__Exercises to complete__.
[a] Do these statements agree with the community roundtable text? Answer each with yes or no and quote the deciding words of the text exactly. (i) Little Rock organizations are urged to form a local community "Roundtable" to address addictions. (ii) Members settle their differences by majority vote. (iii) Under Realism, decisions are described as one-sided.
[b] According to the community roundtable text, where should dealing with the nation's drug problem begin?
[c] Proceed with the community roundtable text from where it stops.

__Selected text__.
===
It should be obvious to all that dealing with our nation’s drug problem should begin, like AA, at the grass roots, in our individual communities and neighborhoods.
We have recommended on our web site that Little Rock organizations form a local community “Roundtable” to address addictions. It is outlined on our website.
Dr. Peck has defined what he considers to be the most salient characteristics of a community organization membership addressing local problems. These are outlined below,
- Inclusivity, commitment and consensus: Members accept and embrace each other, celebrating their individuality and transcending their differences. They commit themselves to the effort and the people involved. They make decisions and reconcile their differences through consensus.
- Realism: Members bring together multiple perspectives to better understand the whole context of the situation. Decisions are more well rounded and humble, rather than one-sided and arrogant.
- Contemplation: Members examine themselves. They are individually and collectively self-aware of the world outside themselves, the world inside themselves, and the relationship between the two.
- A safe place: Members allow others to share their vulnerability, heal themselves, and express who they truly are.
===
__Entries shown__.
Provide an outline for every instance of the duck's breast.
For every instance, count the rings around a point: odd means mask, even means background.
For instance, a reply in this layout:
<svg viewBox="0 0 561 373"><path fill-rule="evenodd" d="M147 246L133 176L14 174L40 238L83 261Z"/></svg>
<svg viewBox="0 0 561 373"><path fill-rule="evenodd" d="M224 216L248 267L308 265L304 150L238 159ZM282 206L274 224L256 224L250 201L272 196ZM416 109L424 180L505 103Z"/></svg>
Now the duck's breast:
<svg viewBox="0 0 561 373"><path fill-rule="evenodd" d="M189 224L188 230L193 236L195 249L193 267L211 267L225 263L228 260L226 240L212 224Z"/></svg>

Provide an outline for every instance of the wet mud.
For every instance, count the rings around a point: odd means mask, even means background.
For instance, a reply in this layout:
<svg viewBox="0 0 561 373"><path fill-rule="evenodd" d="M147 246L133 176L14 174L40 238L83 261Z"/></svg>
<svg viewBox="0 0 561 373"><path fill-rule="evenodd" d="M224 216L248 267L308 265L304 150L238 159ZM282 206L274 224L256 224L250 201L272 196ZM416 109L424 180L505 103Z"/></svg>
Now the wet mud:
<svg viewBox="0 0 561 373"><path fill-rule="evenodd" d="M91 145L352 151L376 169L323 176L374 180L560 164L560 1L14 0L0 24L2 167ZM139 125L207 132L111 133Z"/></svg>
===
__Answers to the exercises__.
[a]
(i) Yes: "We have recommended on our web site that Little Rock organizations form a local community “Roundtable” to address addictions."
(ii) No: "They make decisions and reconcile their differences through consensus."
(iii) No: "Decisions are more well rounded and humble, rather than one-sided and arrogant."

[b] Like AA, at the grass roots, in our individual communities and neighborhoods.

[c]
- A laboratory for personal disarmament: Members experientially discover the rules for peacemaking and embrace its virtues. They feel and express compassion and respect for each other as fellow human beings.
- A group that can fight gracefully: Members resolve conflicts with wisdom and grace. They listen and understand, respect each other’s gifts, accept each other’s limitations, celebrate their differences, bind each other’s wounds, and commit to a struggle together rather than against each other.
- A group of all leaders: Members harness the “flow of leadership” to make decisions and set a course of action. It is the spirit of community itself that leads, and not any single individual.
- A spirit: The true spirit of community is the spirit of peace, love, wisdom and power. Members may view the source of this spirit as an outgrowth of the collective self or as the manifestation of a Higher Will.
Alcoholics Anonymous has produced thousands of pithy sayings about living life to the fullest over the past 83 years, and here are five that should be on everyone’s lists:
- Living one day at a time is not a suggested minimum…it is the suggested maximum.
- For people like us, there is no such thing as a legitimate resentment.
- We’re responsible for what is possible, and God is responsible for what is impossible.
- The best way to learn how to pray is to pray.
- What we really want is some comfort in our lives. The most comfort we can find is by helping other people.